What you should do. Return all of the entries exactly, with nothing added or left out.

>> BEGIN

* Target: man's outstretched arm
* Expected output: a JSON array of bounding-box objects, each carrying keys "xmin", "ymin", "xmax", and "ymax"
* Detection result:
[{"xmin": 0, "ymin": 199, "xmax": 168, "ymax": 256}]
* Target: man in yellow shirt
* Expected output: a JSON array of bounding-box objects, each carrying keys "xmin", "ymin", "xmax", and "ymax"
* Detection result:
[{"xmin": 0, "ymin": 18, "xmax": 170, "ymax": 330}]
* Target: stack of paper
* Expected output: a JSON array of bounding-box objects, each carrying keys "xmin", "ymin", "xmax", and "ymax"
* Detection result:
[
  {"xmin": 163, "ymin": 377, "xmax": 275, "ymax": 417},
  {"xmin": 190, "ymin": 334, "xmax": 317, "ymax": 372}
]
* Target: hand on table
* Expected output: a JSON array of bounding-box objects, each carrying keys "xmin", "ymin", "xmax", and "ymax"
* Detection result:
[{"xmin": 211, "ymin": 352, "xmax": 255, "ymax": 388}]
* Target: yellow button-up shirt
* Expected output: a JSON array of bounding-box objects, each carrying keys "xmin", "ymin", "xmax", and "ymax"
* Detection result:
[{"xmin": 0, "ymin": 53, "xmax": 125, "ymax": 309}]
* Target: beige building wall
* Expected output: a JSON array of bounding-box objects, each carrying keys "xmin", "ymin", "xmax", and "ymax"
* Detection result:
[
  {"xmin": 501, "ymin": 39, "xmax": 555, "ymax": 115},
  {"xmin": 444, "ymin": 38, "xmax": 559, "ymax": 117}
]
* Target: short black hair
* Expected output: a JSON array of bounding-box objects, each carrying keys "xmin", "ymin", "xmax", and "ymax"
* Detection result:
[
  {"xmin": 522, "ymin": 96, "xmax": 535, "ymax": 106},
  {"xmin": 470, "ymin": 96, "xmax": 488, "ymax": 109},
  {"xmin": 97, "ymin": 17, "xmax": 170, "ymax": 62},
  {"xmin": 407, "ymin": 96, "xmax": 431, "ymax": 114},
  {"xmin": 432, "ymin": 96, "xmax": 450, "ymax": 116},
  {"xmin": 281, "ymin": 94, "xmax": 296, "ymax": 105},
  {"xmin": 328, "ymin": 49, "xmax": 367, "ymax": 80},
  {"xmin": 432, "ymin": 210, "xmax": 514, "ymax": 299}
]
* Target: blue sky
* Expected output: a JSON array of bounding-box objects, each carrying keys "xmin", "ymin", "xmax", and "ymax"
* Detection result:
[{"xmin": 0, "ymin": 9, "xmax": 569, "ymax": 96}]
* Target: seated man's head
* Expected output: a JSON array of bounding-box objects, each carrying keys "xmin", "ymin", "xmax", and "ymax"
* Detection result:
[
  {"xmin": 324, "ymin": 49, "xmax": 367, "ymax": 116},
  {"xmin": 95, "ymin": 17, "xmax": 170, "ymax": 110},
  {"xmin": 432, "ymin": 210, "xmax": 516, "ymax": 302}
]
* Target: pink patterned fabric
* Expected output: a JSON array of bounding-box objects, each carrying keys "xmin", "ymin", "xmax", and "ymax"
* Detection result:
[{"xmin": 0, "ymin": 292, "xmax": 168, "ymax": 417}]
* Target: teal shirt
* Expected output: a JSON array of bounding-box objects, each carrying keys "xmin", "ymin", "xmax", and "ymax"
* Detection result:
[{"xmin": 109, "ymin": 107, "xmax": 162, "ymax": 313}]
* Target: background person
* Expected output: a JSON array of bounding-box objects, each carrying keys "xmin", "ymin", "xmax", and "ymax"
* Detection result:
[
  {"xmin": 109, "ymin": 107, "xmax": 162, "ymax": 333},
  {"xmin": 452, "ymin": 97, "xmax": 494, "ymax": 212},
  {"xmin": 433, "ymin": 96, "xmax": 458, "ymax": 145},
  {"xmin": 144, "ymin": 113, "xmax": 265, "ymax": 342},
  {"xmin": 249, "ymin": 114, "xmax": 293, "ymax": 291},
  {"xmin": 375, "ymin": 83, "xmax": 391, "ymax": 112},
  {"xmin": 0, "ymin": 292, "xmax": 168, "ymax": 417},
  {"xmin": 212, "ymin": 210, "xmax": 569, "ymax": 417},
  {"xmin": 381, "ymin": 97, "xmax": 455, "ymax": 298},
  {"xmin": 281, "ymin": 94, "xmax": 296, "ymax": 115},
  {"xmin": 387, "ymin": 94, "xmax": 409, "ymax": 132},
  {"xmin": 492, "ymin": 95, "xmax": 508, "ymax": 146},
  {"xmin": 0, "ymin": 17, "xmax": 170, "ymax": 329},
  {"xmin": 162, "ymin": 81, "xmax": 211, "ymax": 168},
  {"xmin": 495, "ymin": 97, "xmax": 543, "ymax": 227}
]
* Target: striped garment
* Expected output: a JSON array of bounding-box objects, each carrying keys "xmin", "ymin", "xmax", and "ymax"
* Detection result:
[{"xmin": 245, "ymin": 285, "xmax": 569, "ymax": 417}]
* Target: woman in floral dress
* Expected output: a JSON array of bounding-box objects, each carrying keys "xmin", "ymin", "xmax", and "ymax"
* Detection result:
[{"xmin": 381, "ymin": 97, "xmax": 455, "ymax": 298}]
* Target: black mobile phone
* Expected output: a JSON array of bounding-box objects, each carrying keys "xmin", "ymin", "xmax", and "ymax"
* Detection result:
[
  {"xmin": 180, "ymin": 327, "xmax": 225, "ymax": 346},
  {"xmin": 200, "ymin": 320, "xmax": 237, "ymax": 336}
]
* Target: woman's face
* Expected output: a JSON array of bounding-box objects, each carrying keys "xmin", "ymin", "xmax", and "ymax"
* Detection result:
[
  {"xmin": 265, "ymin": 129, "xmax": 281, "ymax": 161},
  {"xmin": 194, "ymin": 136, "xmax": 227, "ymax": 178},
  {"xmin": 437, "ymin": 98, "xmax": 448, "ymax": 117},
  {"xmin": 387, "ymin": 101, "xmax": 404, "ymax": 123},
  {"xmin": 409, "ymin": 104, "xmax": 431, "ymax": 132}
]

>> END

Exercise result.
* Target: man's outstretched arm
* Expected output: a JSON array of bounding-box objects, each carrying keys "xmin", "ymin", "xmax", and "ymax"
* Detection result:
[{"xmin": 0, "ymin": 199, "xmax": 168, "ymax": 256}]
* Target: man in yellow shirt
* Expected output: a JSON array of bounding-box objects, each carrying keys "xmin", "ymin", "xmax", and "ymax"
* Detection result:
[{"xmin": 0, "ymin": 18, "xmax": 170, "ymax": 330}]
* Target: stack of paper
* Expected output: a JSON array of bounding-box objects, each carrying keys "xmin", "ymin", "xmax", and "ymax"
* Detection result:
[
  {"xmin": 163, "ymin": 377, "xmax": 275, "ymax": 417},
  {"xmin": 190, "ymin": 334, "xmax": 317, "ymax": 372}
]
* Target: hand on table
* Expected output: a JSON array of bounding-box objects, each carrying keys "xmin", "ymin", "xmax", and "ymax"
* Detection result:
[{"xmin": 211, "ymin": 352, "xmax": 255, "ymax": 388}]
* Target: yellow button-up shirt
* Expected output: a JSON array of bounding-box objects, each carrying keys "xmin", "ymin", "xmax", and "ymax"
* Detection result:
[{"xmin": 0, "ymin": 53, "xmax": 125, "ymax": 309}]
* Target: beige building wall
* Expected output: a JSON array of bounding-box objects, each carrying keys "xmin", "ymin", "xmax", and "ymax"
* Detection result:
[
  {"xmin": 501, "ymin": 39, "xmax": 555, "ymax": 115},
  {"xmin": 444, "ymin": 38, "xmax": 559, "ymax": 117}
]
* Target: short black hair
* Expected output: a JSON array of bounding-box objects, each carrying keys "xmin", "ymin", "xmax", and "ymax"
* Detection result:
[
  {"xmin": 522, "ymin": 96, "xmax": 535, "ymax": 106},
  {"xmin": 470, "ymin": 96, "xmax": 488, "ymax": 109},
  {"xmin": 97, "ymin": 17, "xmax": 170, "ymax": 62},
  {"xmin": 407, "ymin": 96, "xmax": 431, "ymax": 114},
  {"xmin": 432, "ymin": 96, "xmax": 450, "ymax": 116},
  {"xmin": 281, "ymin": 94, "xmax": 296, "ymax": 105},
  {"xmin": 328, "ymin": 49, "xmax": 367, "ymax": 80},
  {"xmin": 432, "ymin": 210, "xmax": 514, "ymax": 299}
]
* Target: blue sky
* Expected output: a JSON array of bounding-box objects, each carrying keys "xmin", "ymin", "xmax", and "ymax"
* Detection result:
[{"xmin": 0, "ymin": 9, "xmax": 569, "ymax": 96}]
* Target: seated man's head
* Expected output: a JSON array of bounding-box objects, each carrying keys "xmin", "ymin", "xmax", and "ymax"
* Detection result:
[
  {"xmin": 324, "ymin": 49, "xmax": 367, "ymax": 116},
  {"xmin": 95, "ymin": 17, "xmax": 170, "ymax": 110},
  {"xmin": 432, "ymin": 210, "xmax": 516, "ymax": 302}
]
* Target: pink patterned fabric
* Expected output: a JSON array of bounding-box objects, each carrying keys "xmin", "ymin", "xmax", and "ymax"
* Detection result:
[{"xmin": 0, "ymin": 292, "xmax": 168, "ymax": 417}]
* Target: teal shirt
* Expected output: a JSON array of bounding-box objects, each carrying keys "xmin", "ymin", "xmax", and "ymax"
* Detection result:
[{"xmin": 109, "ymin": 107, "xmax": 162, "ymax": 313}]
* Target: background person
* Expected output: a JSON array of bounding-box objects, each carrying keys "xmin", "ymin", "xmax", and "ymax"
* Detection result:
[
  {"xmin": 109, "ymin": 107, "xmax": 162, "ymax": 333},
  {"xmin": 452, "ymin": 97, "xmax": 494, "ymax": 212},
  {"xmin": 433, "ymin": 96, "xmax": 458, "ymax": 145},
  {"xmin": 144, "ymin": 113, "xmax": 265, "ymax": 342},
  {"xmin": 249, "ymin": 114, "xmax": 293, "ymax": 291},
  {"xmin": 375, "ymin": 83, "xmax": 391, "ymax": 112},
  {"xmin": 0, "ymin": 292, "xmax": 168, "ymax": 417},
  {"xmin": 212, "ymin": 210, "xmax": 569, "ymax": 417},
  {"xmin": 381, "ymin": 97, "xmax": 455, "ymax": 298},
  {"xmin": 281, "ymin": 94, "xmax": 296, "ymax": 115},
  {"xmin": 387, "ymin": 94, "xmax": 409, "ymax": 132},
  {"xmin": 492, "ymin": 95, "xmax": 508, "ymax": 146},
  {"xmin": 0, "ymin": 17, "xmax": 170, "ymax": 329},
  {"xmin": 162, "ymin": 81, "xmax": 211, "ymax": 168},
  {"xmin": 495, "ymin": 97, "xmax": 543, "ymax": 227}
]
* Target: striped garment
* Expected output: a JSON array of bounding-box objects, each carrying keys "xmin", "ymin", "xmax", and "ymax"
* Detection result:
[{"xmin": 245, "ymin": 285, "xmax": 569, "ymax": 417}]
* Target: woman in floral dress
* Expected output: a JSON array of bounding-box objects, each carrying keys "xmin", "ymin", "xmax", and "ymax"
* Detection result:
[{"xmin": 381, "ymin": 97, "xmax": 455, "ymax": 298}]
* Target: black mobile phone
* Expected output: a JSON array of bounding-box objects, each carrying keys "xmin", "ymin", "xmax", and "ymax"
* Detection result:
[
  {"xmin": 180, "ymin": 327, "xmax": 225, "ymax": 346},
  {"xmin": 200, "ymin": 320, "xmax": 237, "ymax": 336}
]
* Target: woman's face
* Expected output: a JSON array of bounding-box objects, each carrying keys "xmin", "ymin", "xmax", and "ymax"
* Detection result:
[
  {"xmin": 265, "ymin": 129, "xmax": 281, "ymax": 161},
  {"xmin": 194, "ymin": 136, "xmax": 227, "ymax": 178},
  {"xmin": 437, "ymin": 98, "xmax": 448, "ymax": 117},
  {"xmin": 387, "ymin": 101, "xmax": 404, "ymax": 123},
  {"xmin": 409, "ymin": 104, "xmax": 431, "ymax": 132}
]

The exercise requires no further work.